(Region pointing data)
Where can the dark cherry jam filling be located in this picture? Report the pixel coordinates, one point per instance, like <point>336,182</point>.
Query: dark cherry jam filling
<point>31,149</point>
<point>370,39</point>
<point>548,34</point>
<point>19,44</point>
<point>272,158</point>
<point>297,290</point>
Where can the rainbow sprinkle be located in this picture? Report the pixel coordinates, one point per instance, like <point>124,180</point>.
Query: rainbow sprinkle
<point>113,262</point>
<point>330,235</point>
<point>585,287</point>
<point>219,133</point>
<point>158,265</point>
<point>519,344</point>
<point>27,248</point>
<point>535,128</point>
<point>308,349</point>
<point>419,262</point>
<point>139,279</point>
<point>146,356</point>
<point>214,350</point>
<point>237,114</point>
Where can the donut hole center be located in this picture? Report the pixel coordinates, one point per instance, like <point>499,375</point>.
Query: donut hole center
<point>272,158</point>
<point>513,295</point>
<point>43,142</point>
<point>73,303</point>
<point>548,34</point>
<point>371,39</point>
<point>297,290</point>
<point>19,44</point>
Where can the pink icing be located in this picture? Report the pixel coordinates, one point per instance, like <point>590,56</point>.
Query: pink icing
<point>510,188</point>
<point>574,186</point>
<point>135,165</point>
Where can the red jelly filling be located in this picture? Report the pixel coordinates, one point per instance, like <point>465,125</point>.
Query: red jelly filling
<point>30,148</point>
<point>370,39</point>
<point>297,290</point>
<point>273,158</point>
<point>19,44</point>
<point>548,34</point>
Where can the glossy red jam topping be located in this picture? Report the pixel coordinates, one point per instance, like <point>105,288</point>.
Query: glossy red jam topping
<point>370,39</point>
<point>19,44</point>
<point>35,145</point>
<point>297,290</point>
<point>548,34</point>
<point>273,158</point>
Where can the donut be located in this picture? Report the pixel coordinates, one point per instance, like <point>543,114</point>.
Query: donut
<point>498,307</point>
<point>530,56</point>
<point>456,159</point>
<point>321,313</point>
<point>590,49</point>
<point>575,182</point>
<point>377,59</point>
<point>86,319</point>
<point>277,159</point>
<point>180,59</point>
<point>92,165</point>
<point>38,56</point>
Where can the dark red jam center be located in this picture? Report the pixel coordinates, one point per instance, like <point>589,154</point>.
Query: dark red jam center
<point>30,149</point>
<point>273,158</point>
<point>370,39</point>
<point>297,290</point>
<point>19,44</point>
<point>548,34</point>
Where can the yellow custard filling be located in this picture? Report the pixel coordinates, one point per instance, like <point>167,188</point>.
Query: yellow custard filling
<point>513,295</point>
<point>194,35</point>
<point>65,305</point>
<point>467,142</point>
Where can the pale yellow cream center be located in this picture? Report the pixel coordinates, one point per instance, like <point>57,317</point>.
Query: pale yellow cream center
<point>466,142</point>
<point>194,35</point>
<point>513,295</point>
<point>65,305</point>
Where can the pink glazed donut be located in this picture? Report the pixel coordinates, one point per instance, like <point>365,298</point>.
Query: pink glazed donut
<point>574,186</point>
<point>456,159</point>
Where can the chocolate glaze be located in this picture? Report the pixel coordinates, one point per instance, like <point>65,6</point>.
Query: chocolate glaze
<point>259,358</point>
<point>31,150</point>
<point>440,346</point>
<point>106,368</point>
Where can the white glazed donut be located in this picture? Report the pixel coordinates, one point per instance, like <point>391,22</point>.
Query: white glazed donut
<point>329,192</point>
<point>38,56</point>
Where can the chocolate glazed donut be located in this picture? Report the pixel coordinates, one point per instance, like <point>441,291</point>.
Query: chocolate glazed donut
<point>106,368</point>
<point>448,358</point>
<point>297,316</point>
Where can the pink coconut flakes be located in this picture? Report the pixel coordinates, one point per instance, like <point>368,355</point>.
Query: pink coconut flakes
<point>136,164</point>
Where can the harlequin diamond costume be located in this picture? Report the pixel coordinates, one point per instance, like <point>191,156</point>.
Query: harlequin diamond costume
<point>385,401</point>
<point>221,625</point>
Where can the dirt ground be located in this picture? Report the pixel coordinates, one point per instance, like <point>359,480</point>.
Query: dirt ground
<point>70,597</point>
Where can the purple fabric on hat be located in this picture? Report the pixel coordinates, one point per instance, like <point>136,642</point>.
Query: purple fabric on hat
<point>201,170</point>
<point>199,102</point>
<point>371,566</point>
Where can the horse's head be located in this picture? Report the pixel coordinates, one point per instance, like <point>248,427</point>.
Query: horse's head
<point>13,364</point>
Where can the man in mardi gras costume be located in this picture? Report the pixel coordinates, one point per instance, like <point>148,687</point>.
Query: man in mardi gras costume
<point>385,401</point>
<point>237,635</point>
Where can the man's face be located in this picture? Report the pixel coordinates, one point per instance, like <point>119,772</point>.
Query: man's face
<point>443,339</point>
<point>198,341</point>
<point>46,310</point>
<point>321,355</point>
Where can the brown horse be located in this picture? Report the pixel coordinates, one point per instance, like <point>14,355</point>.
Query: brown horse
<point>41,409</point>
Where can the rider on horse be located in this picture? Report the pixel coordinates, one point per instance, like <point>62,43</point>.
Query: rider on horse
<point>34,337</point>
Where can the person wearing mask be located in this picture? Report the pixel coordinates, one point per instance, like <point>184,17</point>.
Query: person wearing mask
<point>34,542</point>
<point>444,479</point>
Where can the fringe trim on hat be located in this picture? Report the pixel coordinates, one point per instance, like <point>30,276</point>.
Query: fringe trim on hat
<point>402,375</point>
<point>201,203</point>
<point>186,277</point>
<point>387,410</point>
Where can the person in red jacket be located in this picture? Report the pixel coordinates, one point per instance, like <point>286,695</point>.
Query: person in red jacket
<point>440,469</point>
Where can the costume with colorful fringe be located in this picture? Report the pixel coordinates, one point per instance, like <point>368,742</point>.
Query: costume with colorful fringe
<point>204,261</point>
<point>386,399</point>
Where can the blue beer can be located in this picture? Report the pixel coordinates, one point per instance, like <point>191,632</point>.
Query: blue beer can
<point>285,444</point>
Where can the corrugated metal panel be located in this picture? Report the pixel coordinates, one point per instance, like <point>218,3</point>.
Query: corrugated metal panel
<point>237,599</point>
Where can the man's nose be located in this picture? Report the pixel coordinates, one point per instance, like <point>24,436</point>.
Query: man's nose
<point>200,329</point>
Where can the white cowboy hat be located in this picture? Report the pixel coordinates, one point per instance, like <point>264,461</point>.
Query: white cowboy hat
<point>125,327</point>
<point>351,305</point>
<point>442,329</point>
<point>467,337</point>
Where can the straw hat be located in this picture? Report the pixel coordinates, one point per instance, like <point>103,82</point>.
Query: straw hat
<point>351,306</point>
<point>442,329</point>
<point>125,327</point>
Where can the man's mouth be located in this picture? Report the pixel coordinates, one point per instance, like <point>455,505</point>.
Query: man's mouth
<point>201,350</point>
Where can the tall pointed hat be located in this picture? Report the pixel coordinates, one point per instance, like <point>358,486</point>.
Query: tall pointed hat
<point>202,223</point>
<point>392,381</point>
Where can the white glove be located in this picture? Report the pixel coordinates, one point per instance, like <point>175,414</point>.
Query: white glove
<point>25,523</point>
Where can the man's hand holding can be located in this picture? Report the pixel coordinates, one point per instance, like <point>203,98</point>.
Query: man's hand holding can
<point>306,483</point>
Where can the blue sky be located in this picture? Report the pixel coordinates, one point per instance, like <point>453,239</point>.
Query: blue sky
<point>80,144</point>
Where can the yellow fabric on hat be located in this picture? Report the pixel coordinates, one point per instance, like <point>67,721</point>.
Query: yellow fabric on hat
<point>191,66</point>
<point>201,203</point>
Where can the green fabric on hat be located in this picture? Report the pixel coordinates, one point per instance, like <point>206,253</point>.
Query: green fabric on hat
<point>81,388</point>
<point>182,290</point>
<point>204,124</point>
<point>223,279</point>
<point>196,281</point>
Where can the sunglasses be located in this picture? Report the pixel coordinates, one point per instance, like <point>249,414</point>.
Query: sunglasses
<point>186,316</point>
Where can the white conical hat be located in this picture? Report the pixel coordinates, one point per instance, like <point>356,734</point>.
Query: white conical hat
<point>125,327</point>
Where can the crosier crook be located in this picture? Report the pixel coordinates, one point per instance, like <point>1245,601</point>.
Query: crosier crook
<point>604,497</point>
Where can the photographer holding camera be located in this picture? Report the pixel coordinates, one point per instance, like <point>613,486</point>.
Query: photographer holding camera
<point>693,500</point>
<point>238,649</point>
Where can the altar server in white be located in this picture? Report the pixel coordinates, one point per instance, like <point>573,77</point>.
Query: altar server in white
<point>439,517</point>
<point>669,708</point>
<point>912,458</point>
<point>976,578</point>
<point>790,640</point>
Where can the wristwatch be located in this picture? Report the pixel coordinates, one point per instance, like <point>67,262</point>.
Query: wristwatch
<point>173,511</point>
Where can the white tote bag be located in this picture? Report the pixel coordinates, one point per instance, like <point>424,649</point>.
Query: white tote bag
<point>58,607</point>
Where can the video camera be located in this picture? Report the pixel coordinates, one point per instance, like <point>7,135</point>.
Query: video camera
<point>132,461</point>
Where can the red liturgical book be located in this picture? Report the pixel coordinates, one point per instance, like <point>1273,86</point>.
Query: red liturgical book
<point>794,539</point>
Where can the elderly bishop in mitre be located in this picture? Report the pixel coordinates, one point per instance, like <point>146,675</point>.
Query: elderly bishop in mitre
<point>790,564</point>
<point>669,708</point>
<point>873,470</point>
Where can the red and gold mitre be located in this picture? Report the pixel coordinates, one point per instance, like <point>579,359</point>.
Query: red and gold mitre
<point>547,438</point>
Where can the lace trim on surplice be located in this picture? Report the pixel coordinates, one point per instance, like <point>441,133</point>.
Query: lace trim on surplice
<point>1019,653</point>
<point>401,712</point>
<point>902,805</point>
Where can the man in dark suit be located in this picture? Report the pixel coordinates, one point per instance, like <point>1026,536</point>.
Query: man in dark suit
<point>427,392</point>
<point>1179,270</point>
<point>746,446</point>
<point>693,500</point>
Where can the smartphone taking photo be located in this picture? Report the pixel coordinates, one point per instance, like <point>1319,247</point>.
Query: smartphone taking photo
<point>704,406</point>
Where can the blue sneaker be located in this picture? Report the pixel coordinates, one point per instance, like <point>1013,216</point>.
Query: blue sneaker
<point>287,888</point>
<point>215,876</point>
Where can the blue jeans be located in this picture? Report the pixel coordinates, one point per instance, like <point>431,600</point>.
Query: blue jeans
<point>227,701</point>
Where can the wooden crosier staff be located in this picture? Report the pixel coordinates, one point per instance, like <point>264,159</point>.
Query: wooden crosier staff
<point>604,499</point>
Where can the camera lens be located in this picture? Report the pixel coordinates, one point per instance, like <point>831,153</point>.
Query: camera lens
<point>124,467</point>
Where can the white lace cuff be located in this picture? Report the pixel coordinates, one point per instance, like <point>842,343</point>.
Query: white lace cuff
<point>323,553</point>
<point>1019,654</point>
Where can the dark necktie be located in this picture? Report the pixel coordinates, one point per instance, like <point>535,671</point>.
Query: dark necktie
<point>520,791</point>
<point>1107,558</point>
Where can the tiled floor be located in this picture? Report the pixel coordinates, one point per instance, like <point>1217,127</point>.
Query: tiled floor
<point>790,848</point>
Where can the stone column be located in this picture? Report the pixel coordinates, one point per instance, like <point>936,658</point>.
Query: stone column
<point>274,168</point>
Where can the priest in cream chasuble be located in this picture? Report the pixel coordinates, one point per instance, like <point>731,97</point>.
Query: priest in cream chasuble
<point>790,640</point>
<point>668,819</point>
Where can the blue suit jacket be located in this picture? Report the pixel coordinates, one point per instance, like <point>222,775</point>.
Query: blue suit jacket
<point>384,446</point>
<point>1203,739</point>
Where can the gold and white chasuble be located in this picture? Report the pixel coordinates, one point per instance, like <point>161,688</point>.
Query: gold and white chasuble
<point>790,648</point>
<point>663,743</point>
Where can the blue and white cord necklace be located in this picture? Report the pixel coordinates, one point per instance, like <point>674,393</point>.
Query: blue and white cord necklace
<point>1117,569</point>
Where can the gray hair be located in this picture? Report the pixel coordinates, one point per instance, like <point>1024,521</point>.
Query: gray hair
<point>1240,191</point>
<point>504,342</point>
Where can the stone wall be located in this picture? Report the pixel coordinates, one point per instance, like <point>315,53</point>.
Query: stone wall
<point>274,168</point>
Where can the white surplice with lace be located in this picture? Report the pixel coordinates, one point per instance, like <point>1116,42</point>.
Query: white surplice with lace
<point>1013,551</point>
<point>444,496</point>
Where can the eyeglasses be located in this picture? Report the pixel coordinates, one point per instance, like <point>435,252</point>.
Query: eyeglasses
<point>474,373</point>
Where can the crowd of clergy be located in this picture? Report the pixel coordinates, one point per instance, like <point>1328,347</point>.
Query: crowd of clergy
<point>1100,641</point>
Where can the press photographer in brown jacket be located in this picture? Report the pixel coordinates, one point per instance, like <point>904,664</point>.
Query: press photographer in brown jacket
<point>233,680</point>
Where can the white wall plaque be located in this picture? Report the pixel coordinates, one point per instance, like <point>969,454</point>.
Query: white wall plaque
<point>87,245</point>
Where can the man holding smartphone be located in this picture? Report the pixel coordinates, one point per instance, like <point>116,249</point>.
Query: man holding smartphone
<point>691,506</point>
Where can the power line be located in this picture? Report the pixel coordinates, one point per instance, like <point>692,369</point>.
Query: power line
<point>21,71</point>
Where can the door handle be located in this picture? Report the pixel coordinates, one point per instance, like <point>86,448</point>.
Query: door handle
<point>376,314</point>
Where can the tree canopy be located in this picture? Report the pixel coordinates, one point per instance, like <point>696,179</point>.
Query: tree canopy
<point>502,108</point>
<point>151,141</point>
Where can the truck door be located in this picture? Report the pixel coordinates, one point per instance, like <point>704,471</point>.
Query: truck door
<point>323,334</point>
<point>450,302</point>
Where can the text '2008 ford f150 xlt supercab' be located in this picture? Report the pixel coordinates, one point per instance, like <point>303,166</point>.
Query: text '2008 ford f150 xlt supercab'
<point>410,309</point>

**Prompt**
Lines from the top of the data above through the line containing "Where can the glossy" must be repeated exactly. All other lines stay out.

**Result for this task**
Where can the dark cherry jam filling be located in this picture? Report the pixel coordinates, one point per instance, like <point>336,182</point>.
Query: dark cherry jam filling
<point>31,149</point>
<point>370,39</point>
<point>548,34</point>
<point>19,44</point>
<point>272,158</point>
<point>297,290</point>
Where can the rainbow sprinkle be located in this picture? Report the pixel coordinates, one point per instance, like <point>124,180</point>.
Query: rainbow sprinkle
<point>113,262</point>
<point>330,235</point>
<point>585,287</point>
<point>219,133</point>
<point>158,265</point>
<point>519,344</point>
<point>27,248</point>
<point>535,128</point>
<point>308,349</point>
<point>419,262</point>
<point>139,279</point>
<point>146,356</point>
<point>214,350</point>
<point>237,114</point>
Where can the donut hole center be located in this picture? Report the pixel coordinates, one point per instance, like <point>499,375</point>.
Query: donut hole center
<point>272,158</point>
<point>513,295</point>
<point>43,142</point>
<point>73,303</point>
<point>548,34</point>
<point>371,39</point>
<point>297,290</point>
<point>19,44</point>
Where can the pink icing be located in this picture? Report the pixel coordinates, one point per instance, like <point>590,56</point>.
Query: pink icing
<point>510,188</point>
<point>574,186</point>
<point>135,165</point>
Where can the red jelly filling be located in this picture? Report the pixel coordinates, one point per instance, like <point>465,125</point>.
Query: red jelly filling
<point>30,148</point>
<point>370,39</point>
<point>297,290</point>
<point>273,158</point>
<point>19,44</point>
<point>548,34</point>
Where can the glossy red jam topping be located in this picture? Report the pixel coordinates, one point per instance, like <point>105,288</point>.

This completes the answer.